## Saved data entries
[START]

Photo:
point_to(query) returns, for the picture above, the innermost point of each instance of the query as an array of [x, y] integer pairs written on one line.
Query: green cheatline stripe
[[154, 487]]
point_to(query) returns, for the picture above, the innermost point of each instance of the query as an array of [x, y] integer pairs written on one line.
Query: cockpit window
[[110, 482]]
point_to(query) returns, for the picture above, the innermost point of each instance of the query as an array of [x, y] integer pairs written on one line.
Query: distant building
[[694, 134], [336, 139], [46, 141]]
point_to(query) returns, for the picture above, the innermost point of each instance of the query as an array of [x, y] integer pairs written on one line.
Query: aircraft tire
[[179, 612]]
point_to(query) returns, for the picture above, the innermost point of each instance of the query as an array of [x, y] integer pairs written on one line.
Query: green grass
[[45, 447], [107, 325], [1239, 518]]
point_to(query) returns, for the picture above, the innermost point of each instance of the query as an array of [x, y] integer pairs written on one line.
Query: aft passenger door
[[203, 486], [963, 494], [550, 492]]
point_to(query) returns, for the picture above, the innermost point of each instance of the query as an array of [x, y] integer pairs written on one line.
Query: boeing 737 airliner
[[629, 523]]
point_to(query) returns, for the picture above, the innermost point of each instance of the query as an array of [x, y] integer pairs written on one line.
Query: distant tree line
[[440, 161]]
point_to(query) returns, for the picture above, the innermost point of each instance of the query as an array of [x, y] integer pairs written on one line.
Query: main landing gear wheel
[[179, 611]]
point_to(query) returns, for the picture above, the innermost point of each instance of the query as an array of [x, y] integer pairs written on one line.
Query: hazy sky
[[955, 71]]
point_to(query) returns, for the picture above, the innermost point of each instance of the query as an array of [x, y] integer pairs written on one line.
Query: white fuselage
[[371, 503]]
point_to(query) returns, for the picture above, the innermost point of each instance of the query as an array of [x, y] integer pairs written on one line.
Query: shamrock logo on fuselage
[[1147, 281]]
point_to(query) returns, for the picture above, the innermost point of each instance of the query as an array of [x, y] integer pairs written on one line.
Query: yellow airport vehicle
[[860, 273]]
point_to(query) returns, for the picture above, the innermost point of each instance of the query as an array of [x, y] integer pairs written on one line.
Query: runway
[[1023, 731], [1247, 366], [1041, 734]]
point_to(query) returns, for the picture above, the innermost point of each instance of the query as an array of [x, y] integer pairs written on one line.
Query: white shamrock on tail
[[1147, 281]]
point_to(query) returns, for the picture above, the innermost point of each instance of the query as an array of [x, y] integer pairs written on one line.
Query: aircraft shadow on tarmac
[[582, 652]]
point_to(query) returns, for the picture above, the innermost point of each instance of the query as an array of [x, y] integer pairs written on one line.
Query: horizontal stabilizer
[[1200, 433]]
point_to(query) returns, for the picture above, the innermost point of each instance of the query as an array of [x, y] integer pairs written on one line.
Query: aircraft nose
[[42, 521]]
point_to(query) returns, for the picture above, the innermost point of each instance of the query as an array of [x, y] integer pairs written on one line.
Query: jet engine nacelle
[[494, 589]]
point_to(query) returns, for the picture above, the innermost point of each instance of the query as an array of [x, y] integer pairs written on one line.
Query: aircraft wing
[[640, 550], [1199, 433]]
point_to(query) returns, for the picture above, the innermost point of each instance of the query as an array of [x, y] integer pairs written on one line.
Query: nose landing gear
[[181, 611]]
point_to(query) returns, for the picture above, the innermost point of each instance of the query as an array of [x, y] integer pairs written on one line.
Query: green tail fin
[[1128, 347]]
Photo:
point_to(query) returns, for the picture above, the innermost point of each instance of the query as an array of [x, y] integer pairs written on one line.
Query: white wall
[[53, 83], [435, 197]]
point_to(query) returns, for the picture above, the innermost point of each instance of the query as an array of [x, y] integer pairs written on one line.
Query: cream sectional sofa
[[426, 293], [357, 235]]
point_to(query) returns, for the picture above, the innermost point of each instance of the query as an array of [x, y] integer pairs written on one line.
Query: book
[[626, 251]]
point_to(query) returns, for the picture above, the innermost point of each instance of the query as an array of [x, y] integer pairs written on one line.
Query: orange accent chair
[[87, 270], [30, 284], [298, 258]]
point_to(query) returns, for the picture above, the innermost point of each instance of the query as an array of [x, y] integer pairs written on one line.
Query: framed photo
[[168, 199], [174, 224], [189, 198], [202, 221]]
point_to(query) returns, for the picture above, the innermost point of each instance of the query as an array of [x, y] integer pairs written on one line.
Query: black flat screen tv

[END]

## Problem to work on
Transcribe all of the material above word for word, with no changes.

## Response
Photo:
point_to(query) returns, for the picture above, the innermost point of each instance of the query as an array of [x, y] integer pairs written on one line.
Query: green cheatline stripe
[[154, 487]]
point_to(query) returns, for the picture above, the innermost point of each instance of the query as an array of [x, y] integer pairs written on one line.
Query: cockpit window
[[110, 482]]
point_to(query) returns, for the picture above, the innermost point of each instance of the query as an array of [x, y] integer pairs written on one line.
Query: distant building
[[694, 134], [336, 139], [46, 141]]
point_to(query) returns, for the picture above, the innermost point of each instance of the query as an array of [x, y] integer pairs written on one line.
Query: aircraft tire
[[179, 612]]
point_to(query) returns, for the picture above, the innermost point of each instance of the query as an array of [x, y] integer pairs written on one line.
Query: green grass
[[45, 447], [107, 325], [1239, 518]]
point_to(query) returns, for the picture above, the innermost point of each instance of the query as an array of [x, y] integer pairs written on one line.
Query: aft passenger door
[[203, 486], [963, 494], [550, 492]]
point_to(query) returns, for the picture above, the innermost point of each instance of the query as an array of [x, y] integer pairs written on one line.
Query: boeing 737 airliner
[[629, 523]]
point_to(query) returns, for the picture above, the innermost point of each instance of the query as an array of [x, y] integer pairs written on one line.
Query: distant tree line
[[440, 161]]
point_to(query) returns, for the picture above, the innermost point of each instance of the query as an array of [x, y] integer pairs written on one line.
Query: main landing gear wheel
[[179, 611]]
point_to(query) returns, for the picture above, the innermost point of each instance of the query as an array of [x, y] integer pairs written on one line.
Query: hazy sky
[[955, 71]]
point_to(query) returns, for the picture above, the innermost point of each instance of the query as an array of [x, y] integer pairs written on one line.
Query: white fuselage
[[371, 503]]
point_to(query) returns, for the picture above, the innermost point of each instance of the query as an array of [x, y] integer pairs written on one line.
Query: shamrock logo on fuselage
[[1147, 281]]
point_to(query) returns, for the picture above, the innermost point of each instance of the query as an array of [x, y] integer pairs written on one line.
Query: yellow airport vehicle
[[860, 273]]
point_to(query) returns, for the picture above, the innermost point of each instance of the query as an array of [x, y] integer pairs written on one line.
Query: runway
[[1023, 731], [1247, 366], [1041, 734]]
point_to(query) returns, for the picture above, the innermost point of each instance of the query as an array of [x, y] integer pairs written on one line.
Query: white shamrock on tail
[[1147, 281]]
point_to(query) returns, for the picture above, the innermost point of each instance of the query as an array of [x, y] integer pairs written on one line.
Query: aircraft shadow on tarmac
[[582, 652]]
point_to(query) returns, for the picture above, the innermost point of each instance of the query as an array of [x, y] integer pairs written on one line.
Query: horizontal stabilizer
[[1200, 433]]
point_to(query) returns, for the picture above, the innermost point of each instance of the query as an array of [x, y] integer pairs written on one line.
Query: aircraft nose
[[42, 521]]
point_to(query) returns, for the picture above, the innermost point of each instance of the query as an array of [x, y] integer pairs written on one line.
Query: jet engine nacelle
[[494, 589]]
point_to(query) returns, for the picture above, the innermost point of each instance of the query as an array of [x, y] integer pairs written on one line.
Query: aircraft wing
[[640, 550], [1199, 433]]
point_to(query) returns, for the picture above, the innermost point of each instance of the query as an array of [x, y] integer pairs written on one line.
Query: nose landing gear
[[181, 611]]
point_to(query) returns, for the picture above, the innermost point of each instance of the query as an array of [x, y] integer pairs written on one line.
Query: green tail fin
[[1128, 347]]
Photo:
point_to(query) returns, for the picture above, the innermost point of each instance of the query as an array of [x, y] integer pairs written on one line.
Query: white wall
[[53, 83], [435, 197]]
point_to(query) returns, for the picture above, the innermost point of each instance of the query as an array of [x, y] integer pairs written on one line.
Query: cream sectional sofa
[[426, 293], [357, 235]]
point_to(query) returns, for the picture above, the innermost point of each instance of the query as an array of [x, y] integer pairs written on one line.
Query: book
[[626, 251]]
point_to(query) returns, for the picture above, the innermost point of each instance of the query as an array of [x, y] integer pairs written on one line.
Query: orange accent chair
[[87, 270], [30, 284], [298, 258]]
point_to(query) returns, for the picture above, the innermost point of each instance of the query as an array of [x, y] integer pairs written on one line.
Query: framed photo
[[168, 199], [174, 224], [189, 198], [202, 221]]
point_to(query) returns, for the picture above, the innermost point of each instance of the query as an array of [x, y] integer pairs written on one line.
Query: black flat screen tv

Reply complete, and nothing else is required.